Document passage:
:::::

UFC 200 Is Still The Best Card Of The Year

All the old knocks still apply. The Ultimate Fighting Championship is a corrupt, exploitative brand in a corrupt, exploitative sport. It functions in large part to enrich the egos and bank accounts of people lacking for neither, and it does so belligerently. At the moment it’s a business that may or may not be for sale for an unfathomable amount of money, the vast majority of which will not go to the people risking their bodies to make the sport so valuable.

The UFC is awful, and yet, the UFC might be better than it has ever been.

The fights are great right now. The list of sitting champions is fantastic and previously unthinkable: Michael Bisping, Robbie Lawler, and Dominick Cruz hold belts years after their primes were assumed to be over; Joanna Jedrzejczyk and Demetrious Johnson are operating at unheard-of technical levels; the heavyweight champ is a nondescript guy from Cleveland named Stipe Miocic. On Thursday night Eddie Alvarez, longtime face of Dream, Bellator, and an ugly contract dispute, mauled champion Rafael dos Anjos to finally capture a UFC title.

:::::

Retype the stretch of the UFC 200 article from "The fights are" through "a UFC title.". Work only from the UFC 200 article above.

Supplied data:

:::::

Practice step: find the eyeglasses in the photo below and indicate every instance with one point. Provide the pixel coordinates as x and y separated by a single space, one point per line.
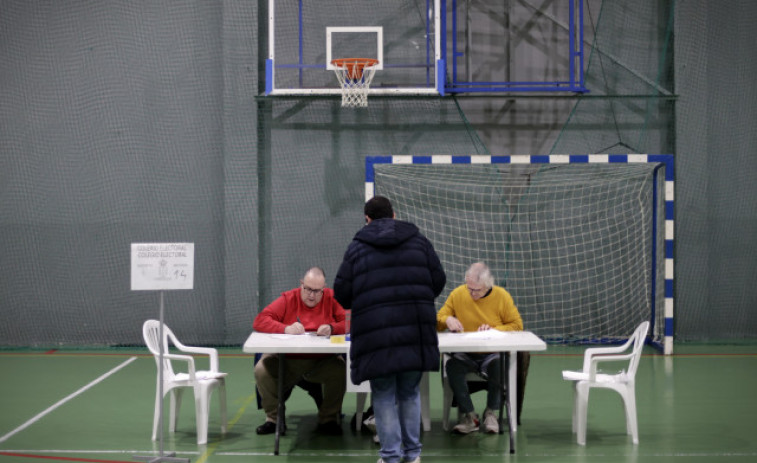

:::::

Answer to this exercise:
The fights are great right now. The list of sitting champions is fantastic and previously unthinkable: Michael Bisping, Robbie Lawler, and Dominick Cruz hold belts years after their primes were assumed to be over; Joanna Jedrzejczyk and Demetrious Johnson are operating at unheard-of technical levels; the heavyweight champ is a nondescript guy from Cleveland named Stipe Miocic. On Thursday night Eddie Alvarez, longtime face of Dream, Bellator, and an ugly contract dispute, mauled champion Rafael dos Anjos to finally capture a UFC title.